§ **WHAT THE EXERCISE ASKS**: Gather each line of the records below that contains the word "shoreline".

-- Begin --

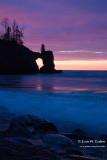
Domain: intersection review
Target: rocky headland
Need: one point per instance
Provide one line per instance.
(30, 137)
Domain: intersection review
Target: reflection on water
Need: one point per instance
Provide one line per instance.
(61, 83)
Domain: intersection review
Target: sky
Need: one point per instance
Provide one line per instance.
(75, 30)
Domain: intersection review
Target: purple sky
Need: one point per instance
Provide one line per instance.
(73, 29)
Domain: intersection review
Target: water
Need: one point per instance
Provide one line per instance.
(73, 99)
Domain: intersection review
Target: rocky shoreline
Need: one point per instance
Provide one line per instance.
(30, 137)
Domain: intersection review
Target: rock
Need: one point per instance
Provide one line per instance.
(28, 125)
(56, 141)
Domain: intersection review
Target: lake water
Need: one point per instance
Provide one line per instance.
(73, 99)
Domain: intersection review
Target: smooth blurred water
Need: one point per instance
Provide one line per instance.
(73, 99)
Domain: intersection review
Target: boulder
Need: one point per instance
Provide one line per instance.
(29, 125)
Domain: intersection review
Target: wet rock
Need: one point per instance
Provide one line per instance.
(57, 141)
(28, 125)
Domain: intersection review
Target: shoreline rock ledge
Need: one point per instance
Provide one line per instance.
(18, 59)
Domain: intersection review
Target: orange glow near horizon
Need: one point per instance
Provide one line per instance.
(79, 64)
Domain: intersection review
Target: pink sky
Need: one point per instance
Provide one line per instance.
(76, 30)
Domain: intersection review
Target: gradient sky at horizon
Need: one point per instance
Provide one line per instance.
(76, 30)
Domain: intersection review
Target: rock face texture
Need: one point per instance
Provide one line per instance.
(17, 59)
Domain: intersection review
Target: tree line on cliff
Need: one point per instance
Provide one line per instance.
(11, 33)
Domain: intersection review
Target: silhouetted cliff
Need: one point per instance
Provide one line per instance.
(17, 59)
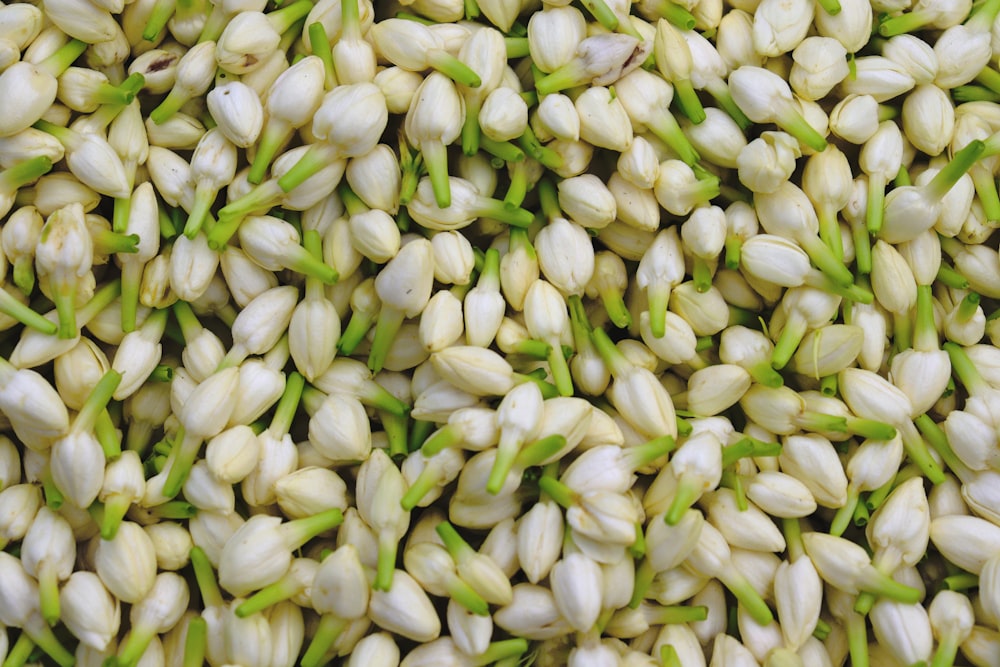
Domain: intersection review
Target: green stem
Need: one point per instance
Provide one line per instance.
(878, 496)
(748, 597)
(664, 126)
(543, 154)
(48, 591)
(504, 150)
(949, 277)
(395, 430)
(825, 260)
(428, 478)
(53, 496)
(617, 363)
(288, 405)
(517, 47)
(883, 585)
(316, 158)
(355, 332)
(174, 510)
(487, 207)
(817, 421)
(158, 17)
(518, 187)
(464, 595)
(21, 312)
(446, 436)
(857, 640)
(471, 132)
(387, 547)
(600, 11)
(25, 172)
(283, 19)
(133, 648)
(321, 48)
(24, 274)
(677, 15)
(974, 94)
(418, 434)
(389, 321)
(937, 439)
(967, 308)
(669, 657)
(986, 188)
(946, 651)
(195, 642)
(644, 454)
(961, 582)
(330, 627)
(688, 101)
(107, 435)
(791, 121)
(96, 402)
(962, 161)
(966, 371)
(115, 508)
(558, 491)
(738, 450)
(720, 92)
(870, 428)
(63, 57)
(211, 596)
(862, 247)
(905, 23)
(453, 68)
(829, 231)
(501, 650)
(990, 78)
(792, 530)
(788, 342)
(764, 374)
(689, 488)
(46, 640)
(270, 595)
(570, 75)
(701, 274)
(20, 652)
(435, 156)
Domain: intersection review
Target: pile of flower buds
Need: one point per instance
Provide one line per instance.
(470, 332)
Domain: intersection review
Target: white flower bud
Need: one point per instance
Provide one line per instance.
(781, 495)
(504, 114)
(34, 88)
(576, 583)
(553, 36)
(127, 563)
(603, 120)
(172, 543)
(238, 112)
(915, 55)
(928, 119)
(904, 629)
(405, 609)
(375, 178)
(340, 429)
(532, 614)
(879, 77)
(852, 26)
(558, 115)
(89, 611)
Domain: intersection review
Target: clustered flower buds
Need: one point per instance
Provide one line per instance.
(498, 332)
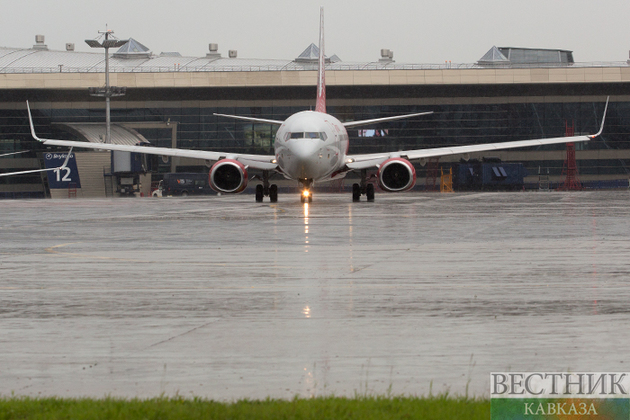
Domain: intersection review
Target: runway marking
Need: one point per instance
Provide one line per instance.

-- End --

§ **RESPONSE BELOW**:
Target: rocky shoreline
Target: shoreline rock ledge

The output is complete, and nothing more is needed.